→ **WHAT YOU SHOULD DO**
Please give the entries below as a Markdown table with a "Row" column for the row number and a "Text" column for the line, starting with the line that contains "Please spot the beige" and going on through the line that contains "point(283, 355)", with blank lines left out.

##############################

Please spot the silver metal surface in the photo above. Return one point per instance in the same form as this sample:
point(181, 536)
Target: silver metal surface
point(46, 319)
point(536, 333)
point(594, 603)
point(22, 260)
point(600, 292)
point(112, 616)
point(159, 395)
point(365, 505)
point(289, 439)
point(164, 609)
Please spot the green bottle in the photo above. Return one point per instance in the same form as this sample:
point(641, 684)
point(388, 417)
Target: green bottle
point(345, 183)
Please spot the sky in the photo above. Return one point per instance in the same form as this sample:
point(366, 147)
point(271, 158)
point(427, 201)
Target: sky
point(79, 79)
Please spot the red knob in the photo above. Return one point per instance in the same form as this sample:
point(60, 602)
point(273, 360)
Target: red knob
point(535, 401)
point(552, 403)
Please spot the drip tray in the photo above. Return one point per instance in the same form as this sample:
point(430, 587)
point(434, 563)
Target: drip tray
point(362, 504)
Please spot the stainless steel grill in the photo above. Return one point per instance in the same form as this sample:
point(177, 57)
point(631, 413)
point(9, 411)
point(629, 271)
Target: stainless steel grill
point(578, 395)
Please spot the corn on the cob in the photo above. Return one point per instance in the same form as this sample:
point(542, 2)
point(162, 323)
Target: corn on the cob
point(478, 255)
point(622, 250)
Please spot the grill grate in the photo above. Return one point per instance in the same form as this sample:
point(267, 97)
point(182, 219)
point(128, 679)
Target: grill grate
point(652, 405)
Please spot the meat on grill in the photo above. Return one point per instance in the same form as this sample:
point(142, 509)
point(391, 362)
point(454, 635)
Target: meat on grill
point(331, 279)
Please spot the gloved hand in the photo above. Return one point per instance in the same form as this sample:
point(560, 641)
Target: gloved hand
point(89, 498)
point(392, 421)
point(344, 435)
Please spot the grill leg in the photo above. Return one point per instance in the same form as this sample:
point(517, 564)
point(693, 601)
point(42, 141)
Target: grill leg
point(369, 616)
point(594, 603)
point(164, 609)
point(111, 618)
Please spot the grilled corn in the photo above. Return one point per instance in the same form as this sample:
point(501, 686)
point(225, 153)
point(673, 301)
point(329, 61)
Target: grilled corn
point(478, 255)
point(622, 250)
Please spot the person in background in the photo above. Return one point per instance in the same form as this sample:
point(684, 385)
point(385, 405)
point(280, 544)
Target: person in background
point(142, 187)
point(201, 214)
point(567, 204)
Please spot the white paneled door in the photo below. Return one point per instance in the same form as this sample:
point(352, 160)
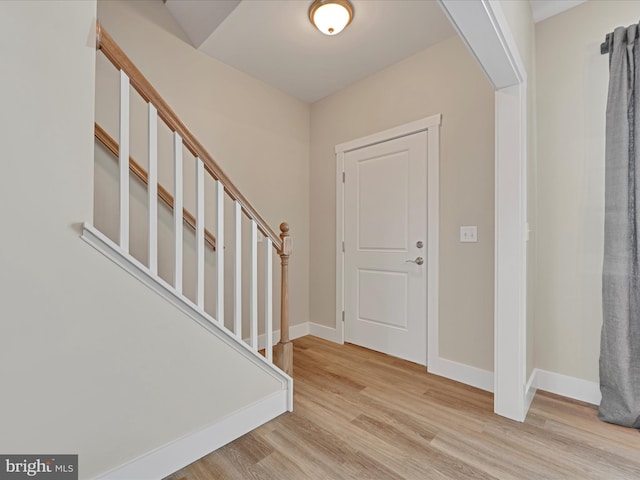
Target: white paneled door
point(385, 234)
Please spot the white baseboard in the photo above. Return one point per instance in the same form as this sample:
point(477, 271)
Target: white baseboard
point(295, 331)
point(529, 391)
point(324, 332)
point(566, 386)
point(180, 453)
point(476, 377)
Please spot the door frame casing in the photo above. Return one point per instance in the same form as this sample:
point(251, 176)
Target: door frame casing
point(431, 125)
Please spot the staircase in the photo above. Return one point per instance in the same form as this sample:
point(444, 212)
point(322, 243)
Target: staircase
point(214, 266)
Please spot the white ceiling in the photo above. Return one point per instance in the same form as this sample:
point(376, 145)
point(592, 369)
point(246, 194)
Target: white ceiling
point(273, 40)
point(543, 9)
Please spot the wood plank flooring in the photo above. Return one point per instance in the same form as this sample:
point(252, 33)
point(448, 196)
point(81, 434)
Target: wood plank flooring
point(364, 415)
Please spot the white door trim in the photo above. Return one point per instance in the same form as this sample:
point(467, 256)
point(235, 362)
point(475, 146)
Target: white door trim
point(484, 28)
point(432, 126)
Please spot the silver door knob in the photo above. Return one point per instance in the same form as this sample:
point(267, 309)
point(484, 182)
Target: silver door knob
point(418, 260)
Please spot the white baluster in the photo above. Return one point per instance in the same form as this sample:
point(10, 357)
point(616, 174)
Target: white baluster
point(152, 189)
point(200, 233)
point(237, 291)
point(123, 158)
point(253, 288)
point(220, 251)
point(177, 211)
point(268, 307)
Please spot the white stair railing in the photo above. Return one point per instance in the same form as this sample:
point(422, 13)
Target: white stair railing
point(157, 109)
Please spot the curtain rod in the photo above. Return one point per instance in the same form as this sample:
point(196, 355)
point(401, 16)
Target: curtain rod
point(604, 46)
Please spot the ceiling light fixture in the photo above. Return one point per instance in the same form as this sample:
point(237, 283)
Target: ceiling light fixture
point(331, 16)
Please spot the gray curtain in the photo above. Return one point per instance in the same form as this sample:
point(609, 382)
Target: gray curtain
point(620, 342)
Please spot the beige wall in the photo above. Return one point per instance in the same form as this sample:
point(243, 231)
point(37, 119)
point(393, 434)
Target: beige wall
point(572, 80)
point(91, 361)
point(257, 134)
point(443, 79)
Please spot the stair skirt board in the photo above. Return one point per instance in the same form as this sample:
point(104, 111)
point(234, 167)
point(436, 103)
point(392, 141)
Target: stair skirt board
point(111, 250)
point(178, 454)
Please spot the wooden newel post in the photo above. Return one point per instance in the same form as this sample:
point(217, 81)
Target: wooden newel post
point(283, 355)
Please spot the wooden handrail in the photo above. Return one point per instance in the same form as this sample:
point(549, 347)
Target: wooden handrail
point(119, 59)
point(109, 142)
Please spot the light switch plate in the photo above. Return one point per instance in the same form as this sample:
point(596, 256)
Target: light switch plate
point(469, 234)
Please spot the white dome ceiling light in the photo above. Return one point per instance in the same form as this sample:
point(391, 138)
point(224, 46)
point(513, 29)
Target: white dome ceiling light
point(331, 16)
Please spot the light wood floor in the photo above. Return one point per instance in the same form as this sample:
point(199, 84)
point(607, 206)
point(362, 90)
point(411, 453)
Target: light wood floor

##############################

→ **TASK RESULT**
| Row | Text |
|---|---|
| 1 | Please spot the beige wall in the photo above. Return one point per instance in the same form as this sample: |
| 2 | point(243, 231) |
| 3 | point(37, 119) |
| 4 | point(393, 434) |
| 5 | Target: beige wall |
| 6 | point(572, 80) |
| 7 | point(91, 361) |
| 8 | point(257, 134) |
| 9 | point(443, 79) |
| 10 | Please spot the stair skirt board in the photo above. Return one point per instance in the same form as this sample: |
| 11 | point(104, 111) |
| 12 | point(234, 167) |
| 13 | point(436, 103) |
| 14 | point(392, 141) |
| 15 | Target: stair skirt board |
| 16 | point(111, 250) |
| 17 | point(178, 454) |
| 18 | Please spot the wooden newel post in the photo above. Return one point per instance in the same form as this sample: |
| 19 | point(217, 81) |
| 20 | Target: wooden newel post |
| 21 | point(283, 355) |